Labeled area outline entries
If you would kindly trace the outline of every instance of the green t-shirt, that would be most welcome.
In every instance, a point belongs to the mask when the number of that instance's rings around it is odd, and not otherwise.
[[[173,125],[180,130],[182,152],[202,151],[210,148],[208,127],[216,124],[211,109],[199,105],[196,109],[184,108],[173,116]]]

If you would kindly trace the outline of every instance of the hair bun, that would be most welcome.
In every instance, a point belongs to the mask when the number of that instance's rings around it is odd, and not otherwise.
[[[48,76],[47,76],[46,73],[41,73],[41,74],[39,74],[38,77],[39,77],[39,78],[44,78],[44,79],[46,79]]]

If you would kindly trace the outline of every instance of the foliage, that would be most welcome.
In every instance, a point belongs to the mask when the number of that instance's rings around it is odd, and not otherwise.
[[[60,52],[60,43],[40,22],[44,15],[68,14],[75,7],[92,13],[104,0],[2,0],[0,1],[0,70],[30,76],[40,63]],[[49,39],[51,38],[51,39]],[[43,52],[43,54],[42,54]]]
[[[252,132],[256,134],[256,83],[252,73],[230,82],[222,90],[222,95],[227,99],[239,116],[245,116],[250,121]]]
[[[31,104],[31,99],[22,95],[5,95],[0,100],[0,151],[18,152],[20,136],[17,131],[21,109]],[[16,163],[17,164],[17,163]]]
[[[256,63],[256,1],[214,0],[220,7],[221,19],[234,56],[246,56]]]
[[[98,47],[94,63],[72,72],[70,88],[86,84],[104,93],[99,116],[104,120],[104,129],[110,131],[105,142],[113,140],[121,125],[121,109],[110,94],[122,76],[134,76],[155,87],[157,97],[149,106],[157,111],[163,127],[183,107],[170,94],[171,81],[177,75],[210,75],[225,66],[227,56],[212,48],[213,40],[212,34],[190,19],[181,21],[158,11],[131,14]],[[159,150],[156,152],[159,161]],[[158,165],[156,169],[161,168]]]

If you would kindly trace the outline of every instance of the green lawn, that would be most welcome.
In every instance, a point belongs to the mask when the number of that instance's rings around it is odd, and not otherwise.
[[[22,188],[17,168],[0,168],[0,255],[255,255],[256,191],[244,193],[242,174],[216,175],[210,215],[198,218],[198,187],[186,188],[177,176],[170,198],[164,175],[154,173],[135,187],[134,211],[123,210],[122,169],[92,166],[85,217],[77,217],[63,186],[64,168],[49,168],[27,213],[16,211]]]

> _Stated task_: Express all the entries above as a two-column CSV with the headers instruction and outline, one row per entry. Put the instruction text in the instruction column and the full answer in the outline column, with each value in a single quoted field and line breaks replaced by spaces.

> _Final answer_:
instruction,outline
"If you would kindly trace the outline of every instance of the green t-shirt, that would be most welcome. In every instance, a point belongs to the mask when the number of that instance's rings around it is odd, and not otherwise.","[[[173,125],[180,130],[182,152],[202,151],[210,148],[208,127],[216,124],[211,109],[199,105],[196,109],[184,108],[173,116]]]"
"If you would kindly trace the outline of every instance of the hair bun, that would be most welcome. In every instance, a point belongs to the mask when the number of that instance's rings around it is odd, and not otherwise.","[[[48,76],[47,76],[46,73],[41,73],[41,74],[39,74],[38,77],[39,77],[39,78],[44,78],[44,79],[46,79]]]"
"If you would kindly trace the outline of every instance of the foliage, that would be most welcome. In every instance, a point belongs to the mask when the number of that instance's rings around it is odd, and not otherwise.","[[[60,52],[60,43],[40,22],[44,15],[68,14],[75,7],[92,13],[104,0],[2,0],[0,1],[0,70],[30,76],[40,63]],[[49,39],[51,38],[51,39]],[[43,52],[43,54],[42,54]]] [[[252,132],[256,134],[256,83],[252,73],[230,82],[222,90],[222,95],[227,99],[239,116],[245,116],[250,121]]] [[[31,104],[31,99],[22,95],[5,95],[0,100],[0,151],[18,152],[20,136],[17,131],[21,109]],[[16,163],[17,164],[17,163]]] [[[256,63],[256,1],[214,0],[220,7],[221,19],[234,56],[246,56]]] [[[98,47],[94,63],[72,72],[70,88],[86,84],[104,93],[99,116],[104,120],[104,129],[110,131],[105,142],[113,140],[121,125],[121,109],[110,94],[122,76],[134,76],[155,87],[157,97],[149,106],[157,111],[163,127],[183,107],[170,94],[171,81],[177,75],[210,75],[225,66],[227,56],[212,48],[213,40],[212,34],[190,19],[181,21],[158,11],[131,14]],[[159,150],[156,152],[159,161]],[[158,165],[156,169],[161,168]]]"
"If you would kindly trace the outline of every instance of the green lawn, that would be most welcome. In every instance, a point belongs to the mask when the number of that instance's rings around it is odd, and not otherwise.","[[[22,188],[17,168],[0,168],[0,255],[255,255],[256,191],[244,193],[242,174],[216,175],[210,215],[198,218],[198,187],[186,188],[177,176],[170,198],[164,175],[154,173],[135,187],[134,211],[123,210],[122,169],[92,166],[85,217],[77,217],[63,186],[64,168],[49,168],[27,213],[16,211]]]"